[[ Document segment open ]]

Sunday April 14th, 2024 10:07AM

Richonne rises in 'The Walking Dead: The Ones Who Live' starring Andrew Lincoln and Danai Gurira

By The Associated Press

PASADENA, Calif. (AP) — Danai Gurira remembers a moment filming “ The Walking Dead ” which she now believes contributed to the future pairing of her character Michonne with Andrew Lincoln's Rick.

It was during season three, Gurira's first season on the show. The scene featured Lincoln, Steven Yeun, Norman Reedus, Lauren Cohan and Michael Rooker. Gurira recalls Michonne wielding her trademark samurai sword, ready to kill Rooker's character Merle. Lincoln's Rick stood in between Michonne and Merle, preventing Michonne from going too far.

“You said to me afterwards, 'It was like there was only the two of us in the scene,' Gurira reminded Lincoln in a recent sit-down interview with The Associated Press. ”I was like, ‘Yeah, that’s kind of true... What was that about?’”

Moments like those that added up, leaving an impression on the cast, crew and fans, and inspiring the writers to diverge from the comics and unite the two fan favorite characters as a couple, known as Richonne.

Gurira and Lincoln return to “The Walking Dead” universe on Sunday in “The Walking Dead: The Ones Who Live," debuting on both AMC and AMC+. The actors are executive producers, along with “The Walking Dead” Chief Content Officer Scott M. Gimple and others. The cast also includes Terry O’Quinn (“Lost”), Lesley-Ann Brandt (“Lucifer”), Craig Tate and Matthew August Jeffers.

In this sixth spin-off of the original show, viewers find Rick and Michonne still trying to find their way back to each other after being physically separated for years (or, the show's ninth season finale, when Lincoln departed.) The actors were careful to not reveal any spoilers, but spoke about their characters, the original series and working together.

Answers have been condensed for clarity and brevity.

AP: Andrew, for the nine seasons you were on the original series, it's been said you had a producer-like role and took a greater interest in the show as a whole. That all encompassing role must have been very taxing at the time.

[[ Document segment closed ]]

_Work instructions_
a) In the Richonne article, which season of "The Walking Dead" was Danai Gurira's first on the show?
b) From the Richonne article, pull out everything from "PASADENA, Calif. (AP)" down to "Andrew Lincoln's Rick.", word for word.
c) For each statement, say whether the Richonne article agrees with it, and quote the words that decide it.
(i) "The Walking Dead: The Ones Who Live" debuts on both AMC and AMC+.
(ii) The writers followed the comics when they paired Rick and Michonne as a couple.
(iii) "The Walking Dead: The Ones Who Live" is the fourth spin-off of the original show.

[[ Dataset excerpt open ]]

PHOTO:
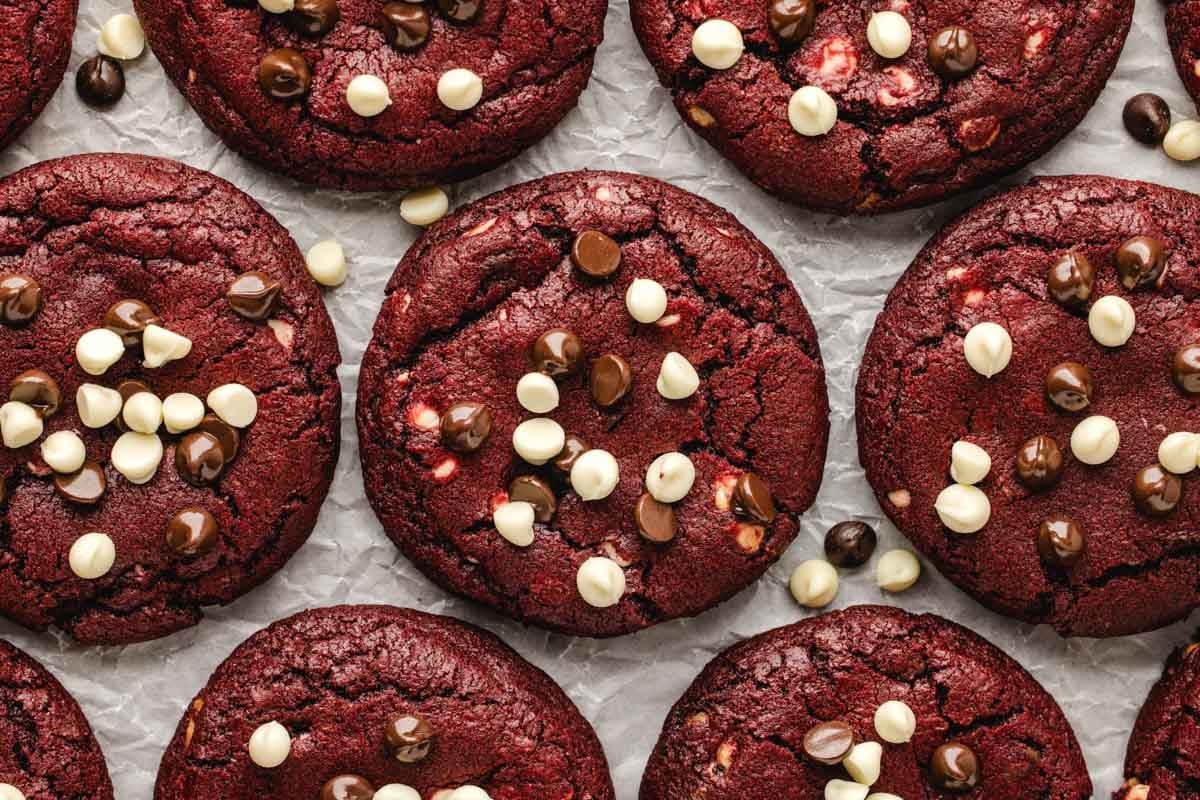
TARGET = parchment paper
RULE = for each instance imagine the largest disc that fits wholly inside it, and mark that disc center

[[ Dataset excerpt closed ]]

_Answers in order_
a) Season three.

b)
PASADENA, Calif. (AP) — Danai Gurira remembers a moment filming “ The Walking Dead ” which she now believes contributed to the future pairing of her character Michonne with Andrew Lincoln's Rick.

c)
(i) Yes: "debuting on both AMC and AMC+"
(ii) No: "inspiring the writers to diverge from the comics and unite the two fan favorite characters as a couple"
(iii) No: "In this sixth spin-off of the original show"